■ Text provided
## begin
These include extra views such as a handy timeline, but it also lets you add your own fields to lists, offers the ability to create forms that integrate directly with tasks, as well as advanced planning functions such as milestones for setting out a long-term roadmap.
Premium also unlocks what Asana calls a Workflow Builder, which is its automation tool. This is vital for large teams, since it enables the setup of shortcuts, which take a lot of the manual work out of project management.
All that said, at just under £10 per user per month, Premium isn’t cheap. We wish there was a small step between Basic and Premium that saw the limits on the number of users lifted, without taking on all the advanced functions; ClickUp and Trello have such a tier, for example, so it wouldn’t be a novelty.
Asana Business plan: £21 per user per month
Asana’s final plan is called Business, arriving at a whopping £21 per user per month when paying annually. However, for the right company – almost certainly a large one, with over a few hundred people – it’s bound to offer good value.
Asana Business has several features that let you track multiple projects at once, including Portfolios, where you can cycle through everything going on at any one time, and the Workload Builder mentioned earlier. Also part of this tier are advanced reporting features and some long-term tracking functionality, too.
Finally, the Business plan also comes with the ability to create custom rules for users. We like the extra security this offers, since it makes sure only top-level employees can make top-level changes.
## end
■ Supplied entries
## begin
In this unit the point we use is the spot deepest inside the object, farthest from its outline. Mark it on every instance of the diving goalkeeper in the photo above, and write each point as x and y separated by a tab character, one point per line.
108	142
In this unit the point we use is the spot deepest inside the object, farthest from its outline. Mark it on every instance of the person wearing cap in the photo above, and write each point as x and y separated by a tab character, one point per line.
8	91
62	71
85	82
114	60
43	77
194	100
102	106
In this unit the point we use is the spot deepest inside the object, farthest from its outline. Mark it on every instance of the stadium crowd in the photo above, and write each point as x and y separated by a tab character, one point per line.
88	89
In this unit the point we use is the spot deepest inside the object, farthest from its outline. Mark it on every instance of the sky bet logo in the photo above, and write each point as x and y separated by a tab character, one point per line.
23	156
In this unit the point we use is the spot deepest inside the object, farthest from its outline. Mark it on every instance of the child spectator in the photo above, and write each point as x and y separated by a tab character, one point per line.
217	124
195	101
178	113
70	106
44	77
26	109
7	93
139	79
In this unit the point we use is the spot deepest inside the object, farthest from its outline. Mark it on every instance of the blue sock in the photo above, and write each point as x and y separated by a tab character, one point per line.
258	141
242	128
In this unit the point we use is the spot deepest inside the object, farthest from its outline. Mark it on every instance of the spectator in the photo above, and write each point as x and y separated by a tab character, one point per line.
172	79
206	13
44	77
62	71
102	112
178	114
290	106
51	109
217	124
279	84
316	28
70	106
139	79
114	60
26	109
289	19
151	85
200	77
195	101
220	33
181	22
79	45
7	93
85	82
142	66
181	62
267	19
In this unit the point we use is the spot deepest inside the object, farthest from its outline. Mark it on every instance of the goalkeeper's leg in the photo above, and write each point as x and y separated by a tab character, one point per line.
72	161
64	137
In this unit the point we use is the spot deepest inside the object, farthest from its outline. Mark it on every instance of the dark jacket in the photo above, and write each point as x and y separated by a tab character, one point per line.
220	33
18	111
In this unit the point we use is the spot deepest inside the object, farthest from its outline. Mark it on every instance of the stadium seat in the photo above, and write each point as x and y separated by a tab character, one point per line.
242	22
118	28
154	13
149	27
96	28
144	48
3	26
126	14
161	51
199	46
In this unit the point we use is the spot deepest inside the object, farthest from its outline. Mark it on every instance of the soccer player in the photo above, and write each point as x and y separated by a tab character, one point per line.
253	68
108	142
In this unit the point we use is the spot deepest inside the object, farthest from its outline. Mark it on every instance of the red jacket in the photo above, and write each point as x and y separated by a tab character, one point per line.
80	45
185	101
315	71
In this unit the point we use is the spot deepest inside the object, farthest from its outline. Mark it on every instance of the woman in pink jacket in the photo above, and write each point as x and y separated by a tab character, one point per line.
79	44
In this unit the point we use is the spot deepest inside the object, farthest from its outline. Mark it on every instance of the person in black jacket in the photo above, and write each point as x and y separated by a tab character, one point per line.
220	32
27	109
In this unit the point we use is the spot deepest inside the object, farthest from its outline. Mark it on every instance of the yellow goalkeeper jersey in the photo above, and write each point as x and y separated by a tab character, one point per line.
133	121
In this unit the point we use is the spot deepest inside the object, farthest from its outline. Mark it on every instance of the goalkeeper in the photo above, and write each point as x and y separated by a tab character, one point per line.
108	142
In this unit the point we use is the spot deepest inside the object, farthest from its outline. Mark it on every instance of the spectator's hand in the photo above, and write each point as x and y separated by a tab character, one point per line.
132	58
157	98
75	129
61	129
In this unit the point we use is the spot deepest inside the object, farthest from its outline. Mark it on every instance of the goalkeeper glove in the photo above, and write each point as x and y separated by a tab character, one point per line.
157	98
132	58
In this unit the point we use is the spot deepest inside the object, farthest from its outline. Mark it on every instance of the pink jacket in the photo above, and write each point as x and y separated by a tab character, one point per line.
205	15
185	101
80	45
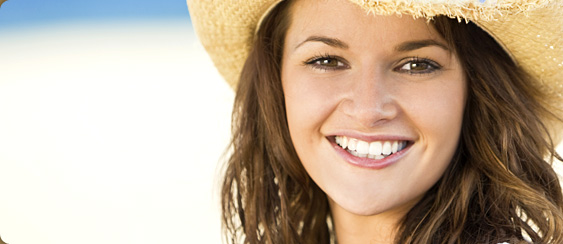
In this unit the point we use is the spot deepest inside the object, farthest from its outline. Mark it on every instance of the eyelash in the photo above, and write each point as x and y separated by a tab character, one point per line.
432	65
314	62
## end
## begin
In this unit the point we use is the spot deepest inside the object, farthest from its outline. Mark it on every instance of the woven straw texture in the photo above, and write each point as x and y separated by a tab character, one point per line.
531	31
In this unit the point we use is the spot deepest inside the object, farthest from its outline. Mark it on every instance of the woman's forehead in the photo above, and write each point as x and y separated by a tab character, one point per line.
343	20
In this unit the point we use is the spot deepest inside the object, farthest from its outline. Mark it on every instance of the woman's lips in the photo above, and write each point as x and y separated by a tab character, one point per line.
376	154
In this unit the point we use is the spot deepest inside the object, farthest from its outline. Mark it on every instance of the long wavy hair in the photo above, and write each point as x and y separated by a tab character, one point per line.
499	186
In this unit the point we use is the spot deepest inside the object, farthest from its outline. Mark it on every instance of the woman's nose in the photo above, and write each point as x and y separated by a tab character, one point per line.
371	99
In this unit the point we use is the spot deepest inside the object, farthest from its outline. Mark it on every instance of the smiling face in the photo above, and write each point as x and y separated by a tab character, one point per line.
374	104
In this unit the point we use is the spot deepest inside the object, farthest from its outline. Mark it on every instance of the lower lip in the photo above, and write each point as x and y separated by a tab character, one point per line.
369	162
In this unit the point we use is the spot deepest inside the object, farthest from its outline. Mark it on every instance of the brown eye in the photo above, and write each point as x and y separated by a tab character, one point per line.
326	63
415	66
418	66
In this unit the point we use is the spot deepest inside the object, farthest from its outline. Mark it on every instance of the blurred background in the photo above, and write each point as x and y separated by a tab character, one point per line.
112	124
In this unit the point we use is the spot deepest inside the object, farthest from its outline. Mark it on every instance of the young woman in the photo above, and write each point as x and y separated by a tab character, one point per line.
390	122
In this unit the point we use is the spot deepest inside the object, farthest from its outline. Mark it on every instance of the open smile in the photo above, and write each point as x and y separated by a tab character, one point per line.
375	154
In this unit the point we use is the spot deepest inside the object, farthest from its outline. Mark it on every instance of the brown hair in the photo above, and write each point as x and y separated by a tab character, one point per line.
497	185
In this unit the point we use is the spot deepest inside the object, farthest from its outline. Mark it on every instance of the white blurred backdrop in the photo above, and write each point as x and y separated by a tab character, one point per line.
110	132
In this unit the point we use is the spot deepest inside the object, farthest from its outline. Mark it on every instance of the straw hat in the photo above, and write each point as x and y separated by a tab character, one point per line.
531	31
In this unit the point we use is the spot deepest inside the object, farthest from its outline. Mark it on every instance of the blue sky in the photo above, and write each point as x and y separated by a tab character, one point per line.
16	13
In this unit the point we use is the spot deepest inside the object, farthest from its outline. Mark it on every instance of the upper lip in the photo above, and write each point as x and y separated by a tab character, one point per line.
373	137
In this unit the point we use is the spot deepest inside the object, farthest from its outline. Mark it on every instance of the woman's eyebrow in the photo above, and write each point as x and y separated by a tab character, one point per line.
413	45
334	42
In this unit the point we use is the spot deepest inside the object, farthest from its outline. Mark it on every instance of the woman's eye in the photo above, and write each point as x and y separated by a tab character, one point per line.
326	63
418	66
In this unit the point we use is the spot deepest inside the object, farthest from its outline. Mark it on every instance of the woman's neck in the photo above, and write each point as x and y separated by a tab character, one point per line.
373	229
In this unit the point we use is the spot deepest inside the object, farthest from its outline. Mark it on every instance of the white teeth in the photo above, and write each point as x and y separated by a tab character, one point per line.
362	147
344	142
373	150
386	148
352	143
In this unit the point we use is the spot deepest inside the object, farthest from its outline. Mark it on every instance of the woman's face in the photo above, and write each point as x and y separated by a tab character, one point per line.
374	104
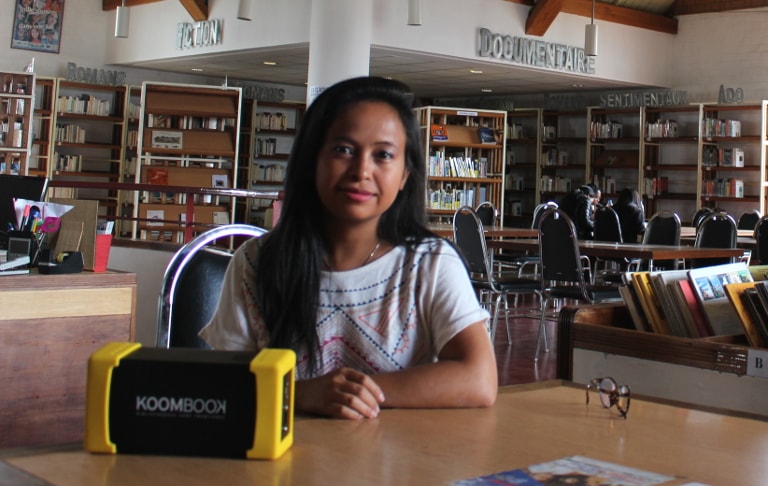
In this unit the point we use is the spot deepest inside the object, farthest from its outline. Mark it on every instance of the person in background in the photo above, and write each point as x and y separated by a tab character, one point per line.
## end
## begin
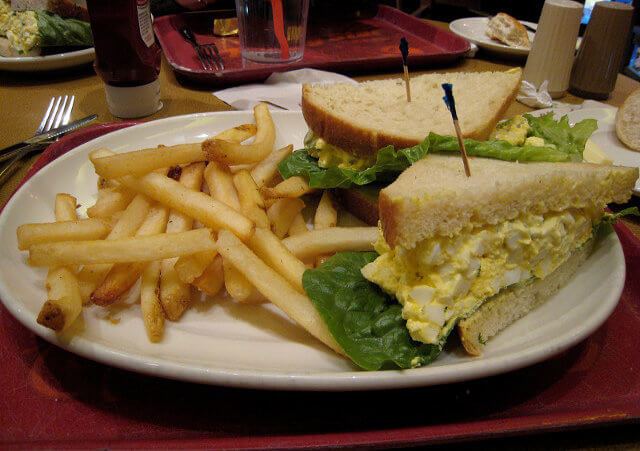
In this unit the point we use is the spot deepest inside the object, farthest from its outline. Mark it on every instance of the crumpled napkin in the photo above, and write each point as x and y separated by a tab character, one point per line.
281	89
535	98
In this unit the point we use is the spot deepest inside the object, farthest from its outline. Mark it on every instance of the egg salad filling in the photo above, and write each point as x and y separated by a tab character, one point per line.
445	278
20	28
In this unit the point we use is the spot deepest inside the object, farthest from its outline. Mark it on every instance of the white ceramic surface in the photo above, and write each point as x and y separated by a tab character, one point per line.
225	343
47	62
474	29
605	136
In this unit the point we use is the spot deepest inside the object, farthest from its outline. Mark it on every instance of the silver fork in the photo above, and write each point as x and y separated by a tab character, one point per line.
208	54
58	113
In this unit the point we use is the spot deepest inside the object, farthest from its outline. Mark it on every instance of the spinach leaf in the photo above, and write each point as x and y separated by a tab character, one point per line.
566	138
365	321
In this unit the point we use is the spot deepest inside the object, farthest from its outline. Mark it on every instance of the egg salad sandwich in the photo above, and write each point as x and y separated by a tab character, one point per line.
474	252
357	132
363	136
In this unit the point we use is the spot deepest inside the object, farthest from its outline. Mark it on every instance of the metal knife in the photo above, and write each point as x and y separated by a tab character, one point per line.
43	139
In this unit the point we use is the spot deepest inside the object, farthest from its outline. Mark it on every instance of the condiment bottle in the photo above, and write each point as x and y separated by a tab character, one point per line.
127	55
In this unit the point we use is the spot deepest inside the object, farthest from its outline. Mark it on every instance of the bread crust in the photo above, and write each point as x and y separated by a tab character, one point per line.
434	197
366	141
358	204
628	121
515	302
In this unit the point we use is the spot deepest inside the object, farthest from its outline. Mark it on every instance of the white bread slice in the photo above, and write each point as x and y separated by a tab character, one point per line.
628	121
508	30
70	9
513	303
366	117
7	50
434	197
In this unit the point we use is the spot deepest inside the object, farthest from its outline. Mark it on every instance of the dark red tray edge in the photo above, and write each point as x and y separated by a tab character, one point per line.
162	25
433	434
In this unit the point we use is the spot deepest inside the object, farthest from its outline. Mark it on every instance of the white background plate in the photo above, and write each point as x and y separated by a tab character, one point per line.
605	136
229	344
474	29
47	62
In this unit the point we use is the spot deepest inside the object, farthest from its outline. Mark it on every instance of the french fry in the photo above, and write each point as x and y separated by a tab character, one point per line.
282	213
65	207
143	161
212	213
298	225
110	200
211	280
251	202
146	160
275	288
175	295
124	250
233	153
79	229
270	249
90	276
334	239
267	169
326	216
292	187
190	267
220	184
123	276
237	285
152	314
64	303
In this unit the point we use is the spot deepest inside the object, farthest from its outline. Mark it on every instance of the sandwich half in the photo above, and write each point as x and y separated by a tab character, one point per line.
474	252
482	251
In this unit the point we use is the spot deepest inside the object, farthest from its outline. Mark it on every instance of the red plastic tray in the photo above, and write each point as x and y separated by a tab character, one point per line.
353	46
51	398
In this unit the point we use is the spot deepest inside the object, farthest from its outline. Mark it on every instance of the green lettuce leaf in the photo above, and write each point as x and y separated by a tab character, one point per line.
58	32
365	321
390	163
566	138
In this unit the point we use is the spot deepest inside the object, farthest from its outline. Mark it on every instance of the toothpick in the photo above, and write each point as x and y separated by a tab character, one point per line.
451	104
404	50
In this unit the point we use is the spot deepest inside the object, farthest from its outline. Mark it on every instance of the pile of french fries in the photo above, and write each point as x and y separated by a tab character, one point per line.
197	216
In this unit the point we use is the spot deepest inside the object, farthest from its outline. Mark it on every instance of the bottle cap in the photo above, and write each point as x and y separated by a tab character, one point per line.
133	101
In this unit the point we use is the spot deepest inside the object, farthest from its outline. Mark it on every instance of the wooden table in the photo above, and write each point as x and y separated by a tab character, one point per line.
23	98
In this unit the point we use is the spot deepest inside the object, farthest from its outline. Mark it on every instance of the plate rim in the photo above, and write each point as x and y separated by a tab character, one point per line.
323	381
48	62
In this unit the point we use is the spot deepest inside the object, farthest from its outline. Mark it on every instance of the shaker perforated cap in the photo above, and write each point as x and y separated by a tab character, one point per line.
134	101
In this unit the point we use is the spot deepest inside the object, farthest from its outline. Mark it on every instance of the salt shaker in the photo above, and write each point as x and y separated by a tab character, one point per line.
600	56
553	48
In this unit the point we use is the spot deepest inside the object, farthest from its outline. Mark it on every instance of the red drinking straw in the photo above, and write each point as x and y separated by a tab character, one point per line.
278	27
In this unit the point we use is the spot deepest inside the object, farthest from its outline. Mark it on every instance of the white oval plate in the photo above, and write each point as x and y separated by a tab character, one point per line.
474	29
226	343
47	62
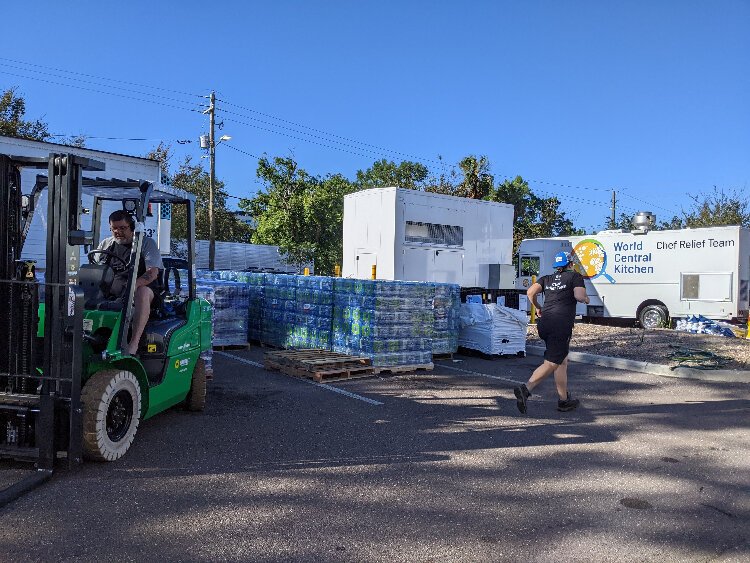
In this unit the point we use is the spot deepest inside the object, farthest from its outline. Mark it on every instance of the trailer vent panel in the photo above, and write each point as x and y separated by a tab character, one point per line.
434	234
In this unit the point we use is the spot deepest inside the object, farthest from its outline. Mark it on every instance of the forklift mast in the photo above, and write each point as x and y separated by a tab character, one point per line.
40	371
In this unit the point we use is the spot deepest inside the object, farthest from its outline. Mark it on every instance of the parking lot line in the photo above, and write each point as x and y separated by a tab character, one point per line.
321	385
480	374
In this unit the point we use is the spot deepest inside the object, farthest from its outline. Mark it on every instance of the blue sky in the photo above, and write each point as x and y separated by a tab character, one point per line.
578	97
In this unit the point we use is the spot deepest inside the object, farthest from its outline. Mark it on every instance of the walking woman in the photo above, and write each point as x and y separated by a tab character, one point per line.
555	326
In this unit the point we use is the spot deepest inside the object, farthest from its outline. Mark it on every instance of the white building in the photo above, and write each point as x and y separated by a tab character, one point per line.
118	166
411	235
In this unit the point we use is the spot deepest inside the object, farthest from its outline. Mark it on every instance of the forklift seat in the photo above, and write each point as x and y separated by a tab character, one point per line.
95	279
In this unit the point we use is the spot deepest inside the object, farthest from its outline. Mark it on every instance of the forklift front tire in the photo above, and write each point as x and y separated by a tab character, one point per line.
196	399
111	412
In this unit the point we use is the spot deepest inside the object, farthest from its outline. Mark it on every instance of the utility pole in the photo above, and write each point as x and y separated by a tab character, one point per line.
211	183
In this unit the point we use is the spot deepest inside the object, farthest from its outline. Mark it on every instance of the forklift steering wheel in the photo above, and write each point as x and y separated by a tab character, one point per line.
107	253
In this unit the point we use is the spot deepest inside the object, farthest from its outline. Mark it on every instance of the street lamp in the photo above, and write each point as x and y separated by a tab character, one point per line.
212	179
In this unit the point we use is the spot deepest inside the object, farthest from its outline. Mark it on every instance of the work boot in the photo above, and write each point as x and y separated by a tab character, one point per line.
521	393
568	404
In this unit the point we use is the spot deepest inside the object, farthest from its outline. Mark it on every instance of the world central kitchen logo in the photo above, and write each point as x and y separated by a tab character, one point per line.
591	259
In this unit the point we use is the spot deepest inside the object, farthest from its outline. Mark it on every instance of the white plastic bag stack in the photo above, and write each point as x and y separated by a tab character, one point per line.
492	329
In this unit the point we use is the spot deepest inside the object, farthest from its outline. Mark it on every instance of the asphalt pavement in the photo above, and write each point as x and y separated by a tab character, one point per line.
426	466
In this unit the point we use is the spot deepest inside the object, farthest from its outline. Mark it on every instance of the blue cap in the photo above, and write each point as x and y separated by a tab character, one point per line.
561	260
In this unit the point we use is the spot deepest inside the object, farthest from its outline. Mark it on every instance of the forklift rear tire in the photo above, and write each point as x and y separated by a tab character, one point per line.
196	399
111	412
## end
■ What you should do
Using the text on Asana's plans, answer these:
1. What name does Asana give its automation tool?
2. Paying annually, what does the Business plan cost per user per month?
3. Which two services have a tier between basic and premium?
The listing is separate material and has nothing to do with the text on Asana's plans.

■ Solved problem
1. Workflow Builder
2. £21
3. ClickUp and Trello